# LightGBM - batch learning

## [Add a vaex accesor](https://vaex.io/docs/tutorial.html#Adding-DataFrame-accessors) (optional)
* The numpy version is about 2X fast

In [2]:
import vaex
import numpy as np


@vaex.register_dataframe_accessor('online', override=True)
class Online(object):
    def __init__(self, df):
        self.df = df

    def to_pandas_x_y(self, features=None, target=None, num_epochs=1, batch_size=1000, shuffle=False):
        """Return a tuple X, y which fits the sklearn pattern"""
        num_features = len(features)        
        column_names = features.copy()
        n_samples = len(self.df)
        if target is not None:
            column_names.append(target)
        progressbar = vaex.utils.progressbars(True, title="training")
        progressbar(0)
        def iterator():
            for epoch in range(num_epochs):
                for i1, i2, chunks in self.df.to_pandas_df(column_names=column_names, 
                                                           chunk_size=batch_size):
                    if shuffle and epoch > 0:
                        chunks = chunks.sample(frac=1)
                    X = chunks[column_names]
                    y = chunks[target]
                    yield X, y
                    progressbar((n_samples * epoch + i1) / (num_epochs * n_samples))
            progressbar(1.0)
        return iterator()

    def to_x_y(self, features=None, target=None, num_epochs=1, batch_size=1000, shuffle=False):
        """Return a tuple X, y which fits the sklearn pattern"""
        num_features = len(features)        
        column_names = features.copy()
        n_samples = len(self.df)
        if target is not None:
            column_names.append(target)
        progressbar = vaex.utils.progressbars(True, title="training")
        progressbar(0)
        y = None
        def iterator():
            for epoch in range(num_epochs):
                for i1, i2, chunks in self.df.evaluate_iterator(column_names, 
                                                                chunk_size=batch_size, 
                                                                progress=False):
                    chunks = np.array(chunks).T
                    if shuffle and epoch > 0:
                        np.random.shuffle(chunks)
                    X = chunks[:, 0 : num_features]
                    if target is not None:
                        y = chunks[:, -1]
                    yield X, y
                    progressbar((n_samples * epoch + i1) / (num_epochs * n_samples))
            progressbar(1.0)
        return iterator()

# Get data

In [3]:
from sklearn.datasets import make_classification
import vaex

X, y = make_classification(n_samples=10000, n_informative=10, n_classes=3)

** SET TASKS **
1 - Answer these from the LightGBM batch learning page:
(a) According to the page, how much faster is the numpy version?
(b) What default value does `batch_size` have in the accessor methods?
(c) How many classes does the `make_classification` call request?
2 - Extend the LightGBM batch learning page, picking up right after its last line.
The material that comes next is separate from the LightGBM batch learning page.

** EXTRACTED MATERIAL **
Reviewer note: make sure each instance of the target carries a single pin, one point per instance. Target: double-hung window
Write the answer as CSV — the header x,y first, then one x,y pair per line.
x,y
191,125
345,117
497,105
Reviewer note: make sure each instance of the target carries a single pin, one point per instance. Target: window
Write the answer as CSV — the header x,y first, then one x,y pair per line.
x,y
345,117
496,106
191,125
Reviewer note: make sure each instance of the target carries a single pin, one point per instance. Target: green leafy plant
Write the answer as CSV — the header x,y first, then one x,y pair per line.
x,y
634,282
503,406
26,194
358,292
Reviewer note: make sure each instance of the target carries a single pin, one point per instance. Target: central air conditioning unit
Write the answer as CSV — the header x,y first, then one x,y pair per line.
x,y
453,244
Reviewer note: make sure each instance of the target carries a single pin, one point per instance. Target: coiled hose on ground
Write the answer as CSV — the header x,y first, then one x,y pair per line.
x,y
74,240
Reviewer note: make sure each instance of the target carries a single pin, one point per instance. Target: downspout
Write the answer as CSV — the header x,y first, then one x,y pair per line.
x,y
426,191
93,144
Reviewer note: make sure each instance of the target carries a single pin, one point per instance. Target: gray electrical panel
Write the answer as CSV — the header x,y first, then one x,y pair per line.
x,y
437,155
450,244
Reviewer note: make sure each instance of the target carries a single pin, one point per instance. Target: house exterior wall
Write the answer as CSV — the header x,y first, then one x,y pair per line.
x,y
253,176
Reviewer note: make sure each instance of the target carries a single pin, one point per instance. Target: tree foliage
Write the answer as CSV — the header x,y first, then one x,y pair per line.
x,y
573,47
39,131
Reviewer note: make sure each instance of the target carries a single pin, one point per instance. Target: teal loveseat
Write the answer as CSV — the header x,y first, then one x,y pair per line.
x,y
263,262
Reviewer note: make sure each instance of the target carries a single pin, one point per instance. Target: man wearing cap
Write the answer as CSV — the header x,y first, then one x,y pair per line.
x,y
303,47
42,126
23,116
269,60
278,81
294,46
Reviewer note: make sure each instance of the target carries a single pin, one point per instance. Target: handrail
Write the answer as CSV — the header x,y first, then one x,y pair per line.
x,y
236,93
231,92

** THE RESPONSES **
1 -
(a) About 2X faster.
(b) 1000.
(c) 3.

2 -
df = vaex.from_arrays(**{f"feature{i}": X[:,i] for i in range(20)})
features, target = df.get_column_names(), 'target'
df[target] = y
df.head(2)

#,feature0,feature1,feature2,feature3,feature4,feature5,feature6,feature7,feature8,feature9,feature10,feature11,feature12,feature13,feature14,feature15,feature16,feature17,feature18,feature19,target
0,0.235455,5.26659,3.29424,-0.85068,0.711974,0.0685351,-0.348895,0.277649,-0.309844,-2.37508,2.06344,-0.205725,1.42592,3.51194,0.325553,0.8727,0.611526,-0.517743,1.39328,-1.66611,1
1,0.241575,-4.0031,0.927966,2.82486,0.8928,-0.701972,0.282573,0.0780901,-1.063,1.52407,0.184087,-2.05832,1.37858,-2.21525,1.16626,-1.89677,0.349468,-0.19203,-1.81256,-2.64037,2


In [4]:
train, test = df.ml.train_test_split()



## Training 

In [6]:
from lightgbm.sklearn import LGBMClassifier
from vaex.ml.sklearn import Predictor
import warnings

warnings.filterwarnings('ignore')

num_epochs = 2
batch_size = 5000
model = None

params = {'verbosity': -1,
        'objective': 'multiclass',
        'num_class': 3,
         'num_iterations':1}

for X,y in train.online.to_x_y(features=features, 
                               target=target,
                               batch_size=batch_size, 
                               num_epochs=num_epochs):

        model = LGBMClassifier(**params).fit(X, y) if model is None else model.fit(X, y, init_model=model) 
            


model = Predictor(model=model,
                features=features, 
                target=target,
                prediction_name='prediction')
train = model.transform(train)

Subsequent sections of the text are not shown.